**Text section**:
|---|
I hadn't read this poem in many years, decades. Last time must have been in the eighties, the high-tide of egalitarian second-wave feminism when I self-identified as a feminist, or at least as an ally of second-wave feminism. Feminism as a natural extension of Age of Enlightenment human rights and due process and equality before the law. Read in that time, I was somewhat outraged by Kipling's stereotyping, even if it was, in some fashion, admiring stereotyping. This poem seemed somewhat beyond the pale in terms of what could be brought forward from the past into the present.
How times have changed. The displacement of second-wave egalitarian feminism by third-wave totalitarian postmodernist feminism is part of what has changed. To be a feminist today is to be intolerant, a cultivator of victimhood, a proponent of group identities over individualism, and an advocate of central planning, social engineering and sanctioned coercion.
What has also changed is our increasingly sophisticated, but still emerging, understanding of biology and genes and evolution. No more blank slate social engineering naiveté. Third-wave feminists still have the bull-horn, but their message is not consistent with the science and reality eventually, but inevitably, overwhelms ideological cluelessness.
The Female of the Species now reads much more consistently with the known science of biology and no one can read any individual verse and not muster battalions of examples from life.
|---|
**Provided information**:

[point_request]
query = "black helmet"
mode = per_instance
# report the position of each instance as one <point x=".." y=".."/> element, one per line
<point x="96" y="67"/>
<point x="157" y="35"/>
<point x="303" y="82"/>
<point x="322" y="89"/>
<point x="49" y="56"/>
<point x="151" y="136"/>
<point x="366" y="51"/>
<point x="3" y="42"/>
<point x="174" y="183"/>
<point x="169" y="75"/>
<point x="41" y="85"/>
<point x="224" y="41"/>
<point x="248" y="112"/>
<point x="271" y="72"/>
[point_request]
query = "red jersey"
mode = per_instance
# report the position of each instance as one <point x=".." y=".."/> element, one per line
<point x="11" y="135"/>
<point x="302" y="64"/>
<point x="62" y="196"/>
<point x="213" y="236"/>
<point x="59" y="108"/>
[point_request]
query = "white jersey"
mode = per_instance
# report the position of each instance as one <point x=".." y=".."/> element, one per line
|---|
**Activities**:
[a] In the commentary on Kipling's poem, in which decade did the writer last read the poem?
[b] Update the commentary on Kipling's poem, starting with "The Female of" and going on through "examples from life.", by replacing "battalions" with "legions".

**Results for each task**:
[a] The eighties.

[b]
The Female of the Species now reads much more consistently with the known science of biology and no one can read any individual verse and not muster legions of examples from life.